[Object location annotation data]
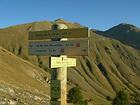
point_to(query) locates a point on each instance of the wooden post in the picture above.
(59, 73)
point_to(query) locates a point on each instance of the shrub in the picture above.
(75, 96)
(120, 99)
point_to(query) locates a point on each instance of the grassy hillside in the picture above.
(21, 82)
(126, 33)
(109, 67)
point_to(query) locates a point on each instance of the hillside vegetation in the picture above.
(110, 66)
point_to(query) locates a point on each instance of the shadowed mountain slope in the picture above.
(109, 67)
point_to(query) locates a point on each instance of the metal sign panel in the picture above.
(55, 88)
(57, 62)
(63, 33)
(75, 47)
(55, 102)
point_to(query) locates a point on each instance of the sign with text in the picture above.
(55, 102)
(55, 88)
(63, 33)
(73, 47)
(57, 62)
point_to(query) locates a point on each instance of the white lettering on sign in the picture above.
(63, 33)
(57, 62)
(75, 47)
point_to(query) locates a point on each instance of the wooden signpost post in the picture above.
(58, 50)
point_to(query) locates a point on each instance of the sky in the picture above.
(95, 14)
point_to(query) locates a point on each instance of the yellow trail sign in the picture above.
(57, 62)
(63, 33)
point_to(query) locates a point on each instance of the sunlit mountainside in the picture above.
(110, 67)
(126, 33)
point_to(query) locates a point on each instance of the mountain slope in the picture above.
(126, 33)
(109, 67)
(20, 81)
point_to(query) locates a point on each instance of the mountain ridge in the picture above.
(126, 33)
(109, 67)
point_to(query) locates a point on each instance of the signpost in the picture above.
(59, 51)
(73, 47)
(57, 62)
(63, 33)
(55, 89)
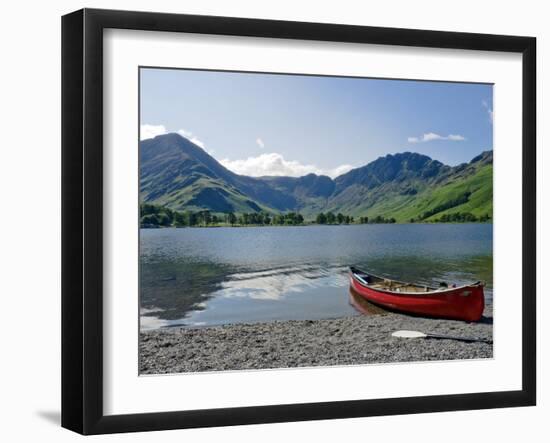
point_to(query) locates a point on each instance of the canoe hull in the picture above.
(465, 303)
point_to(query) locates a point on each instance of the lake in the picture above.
(211, 276)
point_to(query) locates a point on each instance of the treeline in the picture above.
(462, 217)
(340, 219)
(458, 217)
(159, 216)
(154, 216)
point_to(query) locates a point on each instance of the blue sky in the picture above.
(267, 124)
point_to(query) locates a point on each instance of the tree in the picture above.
(321, 218)
(179, 219)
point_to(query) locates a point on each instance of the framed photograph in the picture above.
(268, 221)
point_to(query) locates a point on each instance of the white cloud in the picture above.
(191, 137)
(430, 136)
(151, 131)
(275, 165)
(489, 110)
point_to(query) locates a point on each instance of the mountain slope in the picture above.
(176, 173)
(408, 186)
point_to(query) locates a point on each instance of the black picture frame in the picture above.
(82, 220)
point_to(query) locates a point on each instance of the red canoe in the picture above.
(458, 303)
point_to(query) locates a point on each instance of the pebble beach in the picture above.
(353, 340)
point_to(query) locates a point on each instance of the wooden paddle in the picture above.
(418, 334)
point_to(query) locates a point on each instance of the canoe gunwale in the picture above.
(430, 292)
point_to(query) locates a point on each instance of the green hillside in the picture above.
(178, 175)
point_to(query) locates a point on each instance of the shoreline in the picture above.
(352, 340)
(305, 225)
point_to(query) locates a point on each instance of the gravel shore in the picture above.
(300, 343)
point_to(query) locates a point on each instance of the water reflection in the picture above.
(197, 277)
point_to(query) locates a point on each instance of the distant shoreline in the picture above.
(305, 225)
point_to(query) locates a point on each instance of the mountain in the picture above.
(178, 174)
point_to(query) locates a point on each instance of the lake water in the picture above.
(211, 276)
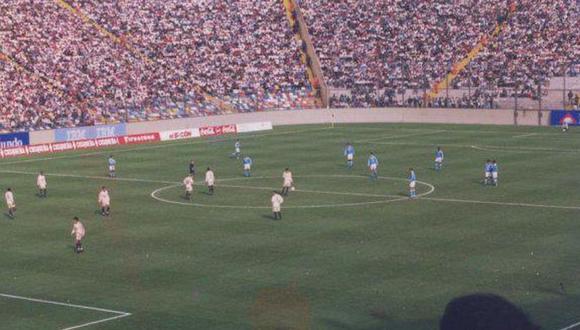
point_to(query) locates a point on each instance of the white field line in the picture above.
(118, 315)
(398, 136)
(172, 183)
(524, 135)
(571, 326)
(158, 146)
(476, 147)
(470, 201)
(396, 198)
(77, 176)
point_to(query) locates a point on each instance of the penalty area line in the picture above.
(119, 314)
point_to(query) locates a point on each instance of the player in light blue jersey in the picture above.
(112, 167)
(237, 149)
(487, 172)
(247, 161)
(373, 164)
(439, 156)
(349, 154)
(412, 183)
(494, 173)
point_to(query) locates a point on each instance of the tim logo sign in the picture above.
(218, 130)
(14, 140)
(91, 132)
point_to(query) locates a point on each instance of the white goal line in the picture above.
(118, 314)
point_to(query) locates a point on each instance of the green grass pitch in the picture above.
(221, 262)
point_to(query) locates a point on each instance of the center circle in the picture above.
(376, 198)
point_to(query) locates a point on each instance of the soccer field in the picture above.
(349, 253)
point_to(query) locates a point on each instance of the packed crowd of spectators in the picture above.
(103, 61)
(401, 44)
(137, 60)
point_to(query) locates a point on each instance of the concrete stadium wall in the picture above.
(387, 115)
(299, 117)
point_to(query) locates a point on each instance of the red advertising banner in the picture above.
(140, 138)
(218, 130)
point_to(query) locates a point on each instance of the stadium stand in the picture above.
(375, 50)
(113, 61)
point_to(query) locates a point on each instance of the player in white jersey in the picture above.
(237, 149)
(373, 164)
(277, 201)
(247, 162)
(288, 181)
(188, 183)
(78, 232)
(349, 154)
(487, 172)
(494, 172)
(10, 203)
(112, 166)
(439, 156)
(210, 180)
(41, 184)
(412, 184)
(104, 201)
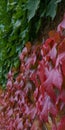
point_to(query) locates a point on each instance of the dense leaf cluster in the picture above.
(37, 94)
(20, 21)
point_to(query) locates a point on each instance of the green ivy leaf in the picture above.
(32, 6)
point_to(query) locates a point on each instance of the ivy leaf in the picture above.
(32, 6)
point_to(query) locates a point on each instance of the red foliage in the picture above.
(38, 92)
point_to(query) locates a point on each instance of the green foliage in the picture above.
(20, 21)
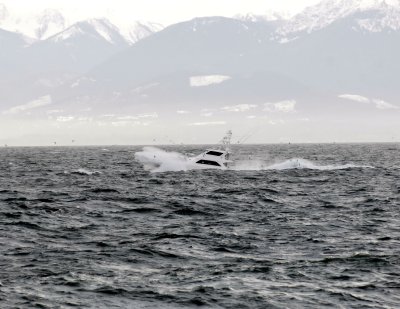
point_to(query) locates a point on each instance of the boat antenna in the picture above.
(226, 140)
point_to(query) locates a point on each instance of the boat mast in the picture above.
(226, 141)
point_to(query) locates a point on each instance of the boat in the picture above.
(214, 158)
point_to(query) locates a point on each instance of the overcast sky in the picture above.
(162, 11)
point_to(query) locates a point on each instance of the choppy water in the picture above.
(294, 226)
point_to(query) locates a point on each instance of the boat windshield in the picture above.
(214, 153)
(208, 162)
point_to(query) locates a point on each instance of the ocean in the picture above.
(289, 226)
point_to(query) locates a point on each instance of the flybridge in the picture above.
(214, 158)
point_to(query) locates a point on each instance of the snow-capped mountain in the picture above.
(3, 12)
(342, 47)
(93, 29)
(382, 14)
(38, 27)
(137, 30)
(51, 22)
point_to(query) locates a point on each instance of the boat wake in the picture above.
(157, 160)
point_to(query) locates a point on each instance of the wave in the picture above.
(157, 160)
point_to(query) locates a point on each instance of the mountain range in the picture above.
(339, 57)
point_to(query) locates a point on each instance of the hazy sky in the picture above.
(162, 11)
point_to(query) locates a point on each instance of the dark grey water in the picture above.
(90, 228)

* [Written exercise] Copy the records above exactly, leaving out every picture.

* [Correct answer]
point_to(query) locates a point on each instance of the wooden post in the picture above.
(59, 73)
point_to(query) locates a point on each instance of the shrub in the picture above.
(75, 96)
(120, 99)
point_to(query) locates a point on each instance of the grassy hillside in the picture above.
(21, 82)
(126, 33)
(109, 67)
point_to(query) locates a point on each instance of the hillside vegetation in the picture above.
(110, 66)
point_to(query) locates a point on each instance of the shadowed mountain slope in the picture above.
(109, 67)
point_to(query) locates a point on each instance of the metal sign panel in the picture above.
(55, 88)
(57, 62)
(63, 33)
(75, 47)
(55, 102)
point_to(query) locates a point on each instance of the sign with text in the picture above.
(55, 102)
(55, 88)
(63, 33)
(73, 47)
(57, 62)
point_to(query) locates a point on each instance of the white lettering on sign in the picture above.
(63, 33)
(57, 62)
(75, 47)
point_to(query) locates a point on each instance of the wooden signpost post in the picture above.
(58, 50)
point_to(query) locates a point on each instance of the sky in the picture above.
(95, 14)
point_to(query) locates a point on each instance of the yellow trail sign in the picture above.
(57, 62)
(63, 33)
point_to(query) locates a point on each instance of the sunlit mountainside in the picture above.
(110, 67)
(126, 33)
point_to(query) locates a point on each instance of the mountain slope in the picture above.
(126, 33)
(109, 67)
(20, 81)
point_to(query) locates a point on each instance of the mountain ridge in the picture above.
(126, 33)
(109, 67)
point_to(query) locates a point on each instance of the signpost in the picture above.
(59, 51)
(73, 47)
(57, 62)
(63, 33)
(55, 89)
point_to(query) locates a point on each instance of the canoe hull in the picture above.
(465, 303)
point_to(query) locates a point on each instance of the lake in the picture above.
(211, 276)
point_to(query) locates a point on each instance of the treeline in the picture above.
(462, 217)
(340, 219)
(458, 217)
(159, 216)
(154, 216)
point_to(query) locates a point on each instance of the blue sky in the picture above.
(267, 124)
point_to(query) locates a point on each instance of the tree in the picture above.
(321, 218)
(179, 219)
point_to(query) locates a point on each instance of the framed photograph in the picture above.
(268, 221)
point_to(query) locates a point on each instance of the white cloud in the picture above.
(191, 137)
(430, 136)
(151, 131)
(275, 165)
(489, 110)
point_to(query) locates a point on each instance of the mountain slope in the picture above.
(176, 173)
(408, 186)
point_to(query) locates a point on each instance of the black picture frame in the picture above.
(82, 220)
point_to(query) locates a point on each instance of the red canoe in the picture above.
(458, 303)
point_to(query) locates a point on each instance of the pebble beach in the picture above.
(353, 340)
point_to(query) locates a point on each instance of the wooden paddle in the picture above.
(418, 334)
point_to(query) locates a point on each instance of the canoe gunwale in the picture above.
(430, 292)
point_to(query) locates a point on each instance of the green hillside in the picture above.
(178, 175)
point_to(query) locates a point on each instance of the shoreline in the picture above.
(352, 340)
(305, 225)
point_to(query) locates a point on each instance of the gravel shore in the picture above.
(300, 343)
point_to(query) locates a point on each instance of the water reflection in the picture above.
(197, 277)
point_to(query) locates a point on each instance of the distant shoreline in the picture above.
(305, 225)
point_to(query) locates a point on each instance of the mountain in the picture above.
(178, 174)
point_to(query) locates a point on each instance of the lake water in the picture above.
(211, 276)
point_to(query) locates a point on each instance of the white field line in the picture above.
(118, 315)
(398, 136)
(172, 183)
(524, 135)
(571, 326)
(158, 146)
(476, 147)
(470, 201)
(396, 198)
(77, 176)
point_to(query) locates a point on each instance of the penalty area line in the picture above.
(119, 314)
point_to(query) locates a point on each instance of the player in light blue jersey in the picture above.
(112, 167)
(237, 149)
(487, 172)
(247, 161)
(373, 164)
(439, 156)
(349, 154)
(412, 183)
(494, 173)
point_to(query) locates a point on each instance of the tim logo sign in the picture above.
(218, 130)
(14, 140)
(91, 132)
point_to(query) locates a point on each instance of the white goal line in the picture above.
(118, 314)
point_to(query) locates a point on each instance of the green grass pitch in the picture above.
(221, 262)
point_to(query) locates a point on each instance of the center circle in the picture above.
(376, 198)
point_to(query) locates a point on each instance of the soccer field in the picture above.
(349, 253)
point_to(query) locates a point on each instance of the packed crowd of spectators in the picture above.
(103, 61)
(401, 44)
(137, 60)
point_to(query) locates a point on each instance of the concrete stadium wall in the picture above.
(387, 115)
(299, 117)
point_to(query) locates a point on each instance of the red advertising banner in the picture above.
(140, 138)
(218, 130)
point_to(query) locates a point on each instance of the stadium stand in the picture above.
(375, 50)
(113, 61)
point_to(query) locates a point on each instance of the player in white jersey in the picture above.
(237, 149)
(373, 164)
(277, 201)
(247, 162)
(288, 181)
(188, 183)
(78, 232)
(349, 154)
(487, 172)
(494, 172)
(10, 203)
(112, 166)
(439, 156)
(210, 180)
(41, 184)
(412, 184)
(104, 201)
point_to(query) locates a point on each instance of the dense leaf cluster in the picture above.
(37, 94)
(20, 21)
point_to(query) locates a point on each instance of the green ivy leaf in the picture above.
(32, 6)
point_to(query) locates a point on each instance of the ivy leaf in the picture above.
(32, 6)
point_to(query) locates a point on each instance of the red foliage in the picture above.
(38, 92)
point_to(query) locates a point on each instance of the green foliage in the picture above.
(20, 21)
point_to(query) locates a point on each instance of the boat antenna in the picture above.
(226, 140)
point_to(query) locates a point on each instance of the boat mast in the picture above.
(226, 141)
point_to(query) locates a point on each instance of the boat in the picture above.
(214, 158)
point_to(query) locates a point on each instance of the overcast sky in the picture above.
(162, 11)
point_to(query) locates a point on each instance of the choppy water in the picture above.
(294, 226)
point_to(query) locates a point on each instance of the boat windshield in the picture above.
(214, 153)
(208, 162)
point_to(query) locates a point on each instance of the ocean in the picture above.
(289, 226)
point_to(query) locates a point on each instance of the flybridge in the picture above.
(214, 158)
point_to(query) locates a point on each instance of the snow-capped mountain in the picture above.
(3, 12)
(342, 47)
(93, 29)
(382, 14)
(38, 27)
(137, 30)
(51, 22)
point_to(query) locates a point on each instance of the boat wake in the picture above.
(157, 160)
point_to(query) locates a point on each instance of the wave in the picture above.
(157, 160)
point_to(query) locates a point on each instance of the mountain range in the picture above.
(339, 57)
point_to(query) locates a point on each instance of the hazy sky in the picture above.
(162, 11)
point_to(query) locates a point on each instance of the dark grey water in the picture above.
(90, 228)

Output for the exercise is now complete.